* Start Available data *
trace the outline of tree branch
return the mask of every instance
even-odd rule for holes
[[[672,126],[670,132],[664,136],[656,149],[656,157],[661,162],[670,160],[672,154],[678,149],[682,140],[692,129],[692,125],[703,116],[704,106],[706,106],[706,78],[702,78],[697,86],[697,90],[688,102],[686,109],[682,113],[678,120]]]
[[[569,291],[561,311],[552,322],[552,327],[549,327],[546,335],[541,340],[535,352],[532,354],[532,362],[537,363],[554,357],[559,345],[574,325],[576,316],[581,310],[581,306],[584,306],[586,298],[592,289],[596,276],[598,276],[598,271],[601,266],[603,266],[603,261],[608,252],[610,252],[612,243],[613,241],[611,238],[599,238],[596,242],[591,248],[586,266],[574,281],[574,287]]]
* End Available data *
* Start Available data *
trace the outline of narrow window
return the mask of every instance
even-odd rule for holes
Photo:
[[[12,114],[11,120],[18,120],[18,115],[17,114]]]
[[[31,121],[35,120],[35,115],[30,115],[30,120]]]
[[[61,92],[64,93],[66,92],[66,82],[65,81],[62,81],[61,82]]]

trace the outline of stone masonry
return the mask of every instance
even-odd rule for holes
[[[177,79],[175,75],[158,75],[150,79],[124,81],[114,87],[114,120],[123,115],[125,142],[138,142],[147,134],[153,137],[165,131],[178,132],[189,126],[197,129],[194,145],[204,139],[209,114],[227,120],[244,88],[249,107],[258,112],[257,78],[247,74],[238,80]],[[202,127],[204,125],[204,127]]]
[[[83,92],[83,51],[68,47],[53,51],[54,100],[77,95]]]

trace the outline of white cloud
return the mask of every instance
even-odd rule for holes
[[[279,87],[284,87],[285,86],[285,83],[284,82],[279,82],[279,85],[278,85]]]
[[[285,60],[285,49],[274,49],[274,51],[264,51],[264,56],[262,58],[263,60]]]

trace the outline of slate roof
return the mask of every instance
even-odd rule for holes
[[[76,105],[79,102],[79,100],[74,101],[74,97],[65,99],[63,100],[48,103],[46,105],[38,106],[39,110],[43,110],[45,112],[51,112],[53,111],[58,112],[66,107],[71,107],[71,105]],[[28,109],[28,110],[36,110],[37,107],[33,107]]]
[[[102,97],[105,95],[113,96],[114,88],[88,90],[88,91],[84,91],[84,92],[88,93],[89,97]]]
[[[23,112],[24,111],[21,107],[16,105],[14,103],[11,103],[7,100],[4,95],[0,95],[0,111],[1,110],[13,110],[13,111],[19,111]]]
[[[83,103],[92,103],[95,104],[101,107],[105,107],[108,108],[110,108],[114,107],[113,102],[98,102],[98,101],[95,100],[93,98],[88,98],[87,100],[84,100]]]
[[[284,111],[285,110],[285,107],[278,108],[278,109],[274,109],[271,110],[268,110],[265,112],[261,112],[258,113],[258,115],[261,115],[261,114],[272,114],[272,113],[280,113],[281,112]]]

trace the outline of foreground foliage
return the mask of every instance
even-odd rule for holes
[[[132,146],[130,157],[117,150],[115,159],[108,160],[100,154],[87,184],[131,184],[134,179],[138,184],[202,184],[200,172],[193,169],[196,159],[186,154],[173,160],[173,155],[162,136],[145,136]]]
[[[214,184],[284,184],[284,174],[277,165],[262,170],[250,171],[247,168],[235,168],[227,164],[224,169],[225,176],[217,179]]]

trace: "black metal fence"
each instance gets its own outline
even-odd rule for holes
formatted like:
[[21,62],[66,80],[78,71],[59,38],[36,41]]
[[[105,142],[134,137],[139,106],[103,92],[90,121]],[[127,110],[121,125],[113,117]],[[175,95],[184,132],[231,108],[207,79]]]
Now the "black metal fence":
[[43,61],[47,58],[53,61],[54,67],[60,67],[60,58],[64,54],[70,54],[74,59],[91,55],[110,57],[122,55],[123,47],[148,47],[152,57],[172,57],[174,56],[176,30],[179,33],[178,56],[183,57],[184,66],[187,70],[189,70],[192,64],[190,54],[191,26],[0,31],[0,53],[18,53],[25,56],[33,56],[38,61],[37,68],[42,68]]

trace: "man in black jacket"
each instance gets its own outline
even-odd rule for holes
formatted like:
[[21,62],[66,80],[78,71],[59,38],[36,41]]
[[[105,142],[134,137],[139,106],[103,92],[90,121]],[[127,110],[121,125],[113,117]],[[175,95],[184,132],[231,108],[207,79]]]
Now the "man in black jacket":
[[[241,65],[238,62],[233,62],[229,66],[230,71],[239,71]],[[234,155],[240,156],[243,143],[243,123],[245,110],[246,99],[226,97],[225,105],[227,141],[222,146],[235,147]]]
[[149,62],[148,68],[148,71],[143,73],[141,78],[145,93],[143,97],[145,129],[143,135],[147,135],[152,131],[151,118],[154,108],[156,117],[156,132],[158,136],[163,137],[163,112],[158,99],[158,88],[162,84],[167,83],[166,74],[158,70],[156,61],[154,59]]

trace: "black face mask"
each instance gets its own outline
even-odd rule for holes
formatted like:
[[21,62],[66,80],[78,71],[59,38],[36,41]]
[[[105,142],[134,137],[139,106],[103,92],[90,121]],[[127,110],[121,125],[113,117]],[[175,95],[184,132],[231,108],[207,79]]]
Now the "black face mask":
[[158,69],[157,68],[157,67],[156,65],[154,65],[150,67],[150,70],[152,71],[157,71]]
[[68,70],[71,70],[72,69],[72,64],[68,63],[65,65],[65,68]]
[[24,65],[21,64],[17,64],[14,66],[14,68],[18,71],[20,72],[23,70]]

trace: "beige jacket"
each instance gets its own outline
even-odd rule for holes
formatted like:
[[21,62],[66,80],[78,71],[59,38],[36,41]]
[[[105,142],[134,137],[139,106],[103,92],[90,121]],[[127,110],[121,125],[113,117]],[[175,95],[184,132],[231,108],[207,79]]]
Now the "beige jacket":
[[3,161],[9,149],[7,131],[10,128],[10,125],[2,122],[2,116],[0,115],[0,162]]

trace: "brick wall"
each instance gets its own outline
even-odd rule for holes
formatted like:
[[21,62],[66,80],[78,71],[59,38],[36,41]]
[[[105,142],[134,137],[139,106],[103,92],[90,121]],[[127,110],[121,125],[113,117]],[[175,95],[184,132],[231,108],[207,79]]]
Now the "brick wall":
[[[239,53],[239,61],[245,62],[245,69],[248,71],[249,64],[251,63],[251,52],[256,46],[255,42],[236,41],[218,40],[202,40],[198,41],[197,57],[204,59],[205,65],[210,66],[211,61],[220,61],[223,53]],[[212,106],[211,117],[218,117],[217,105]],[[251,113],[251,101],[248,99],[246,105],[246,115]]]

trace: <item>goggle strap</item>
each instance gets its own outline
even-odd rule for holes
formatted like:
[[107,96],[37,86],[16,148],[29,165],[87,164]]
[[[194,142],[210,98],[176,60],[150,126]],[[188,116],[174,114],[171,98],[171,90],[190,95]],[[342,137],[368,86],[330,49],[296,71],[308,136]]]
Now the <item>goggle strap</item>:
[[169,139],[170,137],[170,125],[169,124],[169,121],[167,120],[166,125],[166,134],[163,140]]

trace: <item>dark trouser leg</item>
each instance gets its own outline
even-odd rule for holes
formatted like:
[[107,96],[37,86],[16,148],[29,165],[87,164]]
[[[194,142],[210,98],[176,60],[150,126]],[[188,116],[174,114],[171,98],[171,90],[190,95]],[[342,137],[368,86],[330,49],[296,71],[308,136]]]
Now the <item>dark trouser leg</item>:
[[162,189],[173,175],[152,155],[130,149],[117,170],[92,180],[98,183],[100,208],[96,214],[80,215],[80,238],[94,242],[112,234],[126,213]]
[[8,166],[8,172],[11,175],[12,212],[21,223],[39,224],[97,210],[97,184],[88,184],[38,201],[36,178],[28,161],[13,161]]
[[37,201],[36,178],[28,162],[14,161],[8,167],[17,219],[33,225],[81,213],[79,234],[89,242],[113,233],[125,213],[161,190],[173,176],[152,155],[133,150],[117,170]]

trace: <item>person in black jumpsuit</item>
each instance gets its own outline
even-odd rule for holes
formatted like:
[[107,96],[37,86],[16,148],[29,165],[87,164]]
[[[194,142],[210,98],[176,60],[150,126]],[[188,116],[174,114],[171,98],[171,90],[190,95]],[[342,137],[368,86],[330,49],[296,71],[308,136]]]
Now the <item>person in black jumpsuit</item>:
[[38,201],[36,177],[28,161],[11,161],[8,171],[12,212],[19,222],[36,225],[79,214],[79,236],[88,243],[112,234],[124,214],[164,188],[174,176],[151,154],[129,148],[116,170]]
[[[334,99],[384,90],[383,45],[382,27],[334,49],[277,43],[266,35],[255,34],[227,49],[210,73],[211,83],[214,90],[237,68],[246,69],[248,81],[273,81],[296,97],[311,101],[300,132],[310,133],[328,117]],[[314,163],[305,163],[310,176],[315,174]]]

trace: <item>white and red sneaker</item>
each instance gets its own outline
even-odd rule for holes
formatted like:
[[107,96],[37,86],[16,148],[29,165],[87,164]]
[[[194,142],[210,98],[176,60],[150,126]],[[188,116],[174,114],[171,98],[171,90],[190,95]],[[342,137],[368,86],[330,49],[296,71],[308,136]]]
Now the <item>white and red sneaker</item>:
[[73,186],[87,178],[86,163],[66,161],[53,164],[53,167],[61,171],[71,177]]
* End Available data *
- **Work to complete**: Please rewrite the entries starting at the line that has "trace: <item>goggle strap</item>" and stopping after the line that has "Now the <item>goggle", with "outline" updated to "polygon" and everything else left unchanged.

- **Solution to the exercise**:
trace: <item>goggle strap</item>
each instance gets its own polygon
even-odd rule for holes
formatted like:
[[107,96],[37,86],[16,148],[29,165],[87,164]]
[[[194,142],[210,98],[176,60],[150,126]],[[188,116],[174,114],[171,98],[171,90],[190,95]],[[342,137],[368,86],[330,49],[296,71],[308,136]]]
Now the <item>goggle strap</item>:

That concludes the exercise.